Task directions
Please transcribe exactly, and only, the lines of the data below between the line holding "Target: flat screen tv" and the line holding "the white pillow.", inclusive.

Material for this exercise
◆ ◆ ◆ ◆
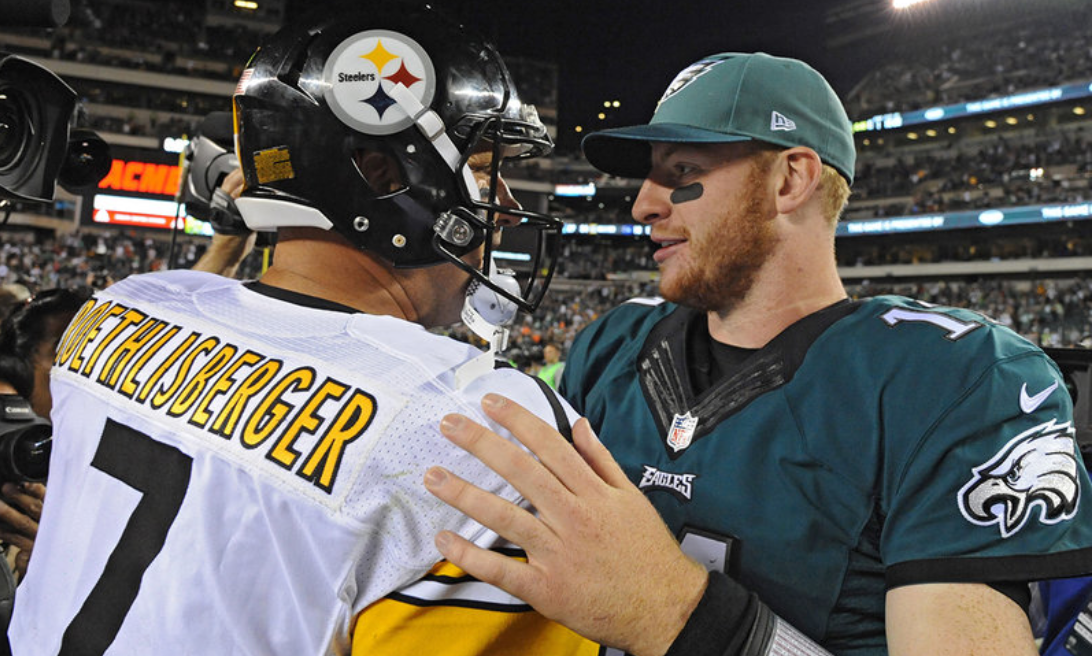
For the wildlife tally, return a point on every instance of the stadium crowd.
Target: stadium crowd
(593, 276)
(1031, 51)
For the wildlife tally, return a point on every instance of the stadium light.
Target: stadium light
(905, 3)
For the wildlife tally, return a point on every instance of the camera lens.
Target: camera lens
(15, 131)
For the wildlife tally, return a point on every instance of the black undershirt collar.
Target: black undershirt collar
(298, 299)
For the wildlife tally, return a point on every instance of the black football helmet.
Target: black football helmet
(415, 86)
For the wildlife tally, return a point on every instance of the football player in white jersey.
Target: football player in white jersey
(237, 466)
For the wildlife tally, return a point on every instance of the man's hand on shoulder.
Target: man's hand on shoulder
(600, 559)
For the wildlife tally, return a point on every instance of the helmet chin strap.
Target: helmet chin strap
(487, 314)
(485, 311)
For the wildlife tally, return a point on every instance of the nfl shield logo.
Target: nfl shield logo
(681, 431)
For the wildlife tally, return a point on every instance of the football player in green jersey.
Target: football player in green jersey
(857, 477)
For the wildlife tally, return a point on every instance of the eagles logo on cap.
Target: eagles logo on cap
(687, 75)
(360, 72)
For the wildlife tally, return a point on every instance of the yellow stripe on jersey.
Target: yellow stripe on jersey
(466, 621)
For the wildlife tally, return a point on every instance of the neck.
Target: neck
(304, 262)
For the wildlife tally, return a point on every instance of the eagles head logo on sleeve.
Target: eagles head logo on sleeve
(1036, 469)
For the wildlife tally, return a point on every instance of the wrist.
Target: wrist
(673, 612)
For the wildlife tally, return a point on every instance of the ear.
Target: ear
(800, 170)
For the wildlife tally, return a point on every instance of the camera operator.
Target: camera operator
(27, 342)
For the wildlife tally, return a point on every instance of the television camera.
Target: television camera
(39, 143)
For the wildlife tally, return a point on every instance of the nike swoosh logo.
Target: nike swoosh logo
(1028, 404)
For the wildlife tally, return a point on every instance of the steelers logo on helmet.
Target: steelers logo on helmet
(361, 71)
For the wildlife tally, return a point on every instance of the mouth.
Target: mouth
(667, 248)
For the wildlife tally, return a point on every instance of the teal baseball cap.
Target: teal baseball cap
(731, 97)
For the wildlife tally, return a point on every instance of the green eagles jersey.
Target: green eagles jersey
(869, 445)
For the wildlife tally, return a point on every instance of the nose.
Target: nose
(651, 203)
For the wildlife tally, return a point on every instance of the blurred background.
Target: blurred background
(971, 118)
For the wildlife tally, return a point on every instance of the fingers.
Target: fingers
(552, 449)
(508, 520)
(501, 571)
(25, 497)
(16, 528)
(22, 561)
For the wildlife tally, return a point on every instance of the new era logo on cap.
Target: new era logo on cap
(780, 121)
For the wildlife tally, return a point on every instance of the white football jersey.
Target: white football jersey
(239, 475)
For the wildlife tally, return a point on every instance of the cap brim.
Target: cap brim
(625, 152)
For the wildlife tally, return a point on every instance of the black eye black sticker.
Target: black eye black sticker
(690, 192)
◆ ◆ ◆ ◆
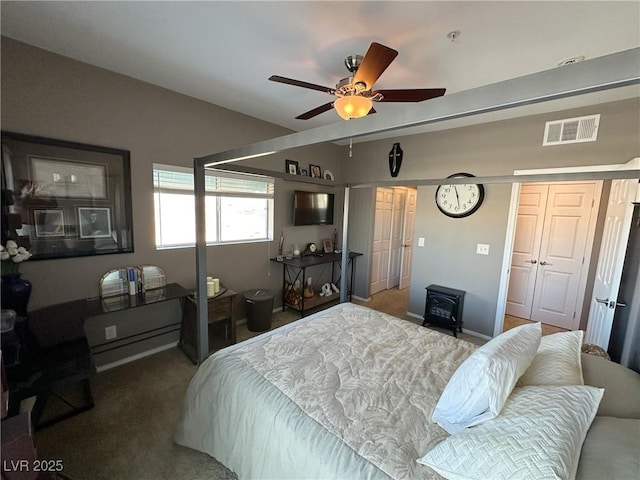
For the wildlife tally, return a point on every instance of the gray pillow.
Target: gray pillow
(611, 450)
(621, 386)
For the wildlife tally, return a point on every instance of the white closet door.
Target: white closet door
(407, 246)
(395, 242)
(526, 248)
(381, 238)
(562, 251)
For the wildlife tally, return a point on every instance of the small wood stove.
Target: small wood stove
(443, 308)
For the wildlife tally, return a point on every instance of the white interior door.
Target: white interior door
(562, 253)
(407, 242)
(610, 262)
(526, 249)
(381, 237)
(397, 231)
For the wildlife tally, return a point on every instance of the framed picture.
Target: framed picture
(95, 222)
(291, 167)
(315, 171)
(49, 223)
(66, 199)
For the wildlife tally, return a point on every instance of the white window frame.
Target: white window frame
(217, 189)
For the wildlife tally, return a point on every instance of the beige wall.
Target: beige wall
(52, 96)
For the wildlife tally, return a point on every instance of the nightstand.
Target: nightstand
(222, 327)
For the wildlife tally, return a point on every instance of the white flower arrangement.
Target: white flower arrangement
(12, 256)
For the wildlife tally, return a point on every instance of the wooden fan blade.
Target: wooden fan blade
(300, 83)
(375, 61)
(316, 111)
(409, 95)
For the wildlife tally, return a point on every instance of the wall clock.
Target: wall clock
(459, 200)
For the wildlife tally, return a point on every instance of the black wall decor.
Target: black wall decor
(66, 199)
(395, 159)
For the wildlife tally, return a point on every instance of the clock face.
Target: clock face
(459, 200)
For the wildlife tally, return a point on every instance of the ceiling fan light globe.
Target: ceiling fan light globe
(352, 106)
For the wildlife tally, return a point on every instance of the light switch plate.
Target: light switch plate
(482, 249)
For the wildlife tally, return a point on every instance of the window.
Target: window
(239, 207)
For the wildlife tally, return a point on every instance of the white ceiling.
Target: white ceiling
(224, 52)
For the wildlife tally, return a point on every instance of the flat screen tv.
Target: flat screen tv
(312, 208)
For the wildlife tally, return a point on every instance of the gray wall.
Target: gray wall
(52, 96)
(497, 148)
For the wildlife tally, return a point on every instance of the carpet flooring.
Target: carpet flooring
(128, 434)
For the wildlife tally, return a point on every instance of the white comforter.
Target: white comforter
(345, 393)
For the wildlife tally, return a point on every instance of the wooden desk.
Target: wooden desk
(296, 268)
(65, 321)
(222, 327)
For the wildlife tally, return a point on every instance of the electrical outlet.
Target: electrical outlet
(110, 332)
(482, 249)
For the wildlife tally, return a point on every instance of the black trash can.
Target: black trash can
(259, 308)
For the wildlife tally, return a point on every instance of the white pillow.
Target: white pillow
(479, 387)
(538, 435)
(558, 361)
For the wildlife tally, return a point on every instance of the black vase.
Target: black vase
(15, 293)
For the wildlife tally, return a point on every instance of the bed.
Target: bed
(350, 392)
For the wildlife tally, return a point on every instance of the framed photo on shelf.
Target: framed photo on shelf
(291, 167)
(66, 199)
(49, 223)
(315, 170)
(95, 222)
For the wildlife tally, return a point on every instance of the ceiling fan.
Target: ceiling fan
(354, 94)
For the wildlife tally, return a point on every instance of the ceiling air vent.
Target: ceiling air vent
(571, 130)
◆ ◆ ◆ ◆
Task result
Target: flat screen tv
(312, 208)
For the wildlife tally, return a point on every instance of the gray wall.
Target: gray wall
(52, 96)
(497, 148)
For the wildlife tally, return a point on every instance of the carpet flooring.
Target: carpet flooring
(128, 434)
For the wildlife tally, return a point on every instance of the white comforter.
Target: white comforter
(345, 393)
For the wildlife tally, return a point on every instance of the wooden desk.
Target: wooden desk
(296, 268)
(65, 321)
(222, 327)
For the wildlife tally, return a point on every instance of the electrical outlet.
Target: electrical outlet
(110, 332)
(482, 249)
For the wildlife tally, return a point on every instance of the black trash can.
Target: black trash can
(259, 308)
For the wildlife tally, return a point on every instance of the white pillow.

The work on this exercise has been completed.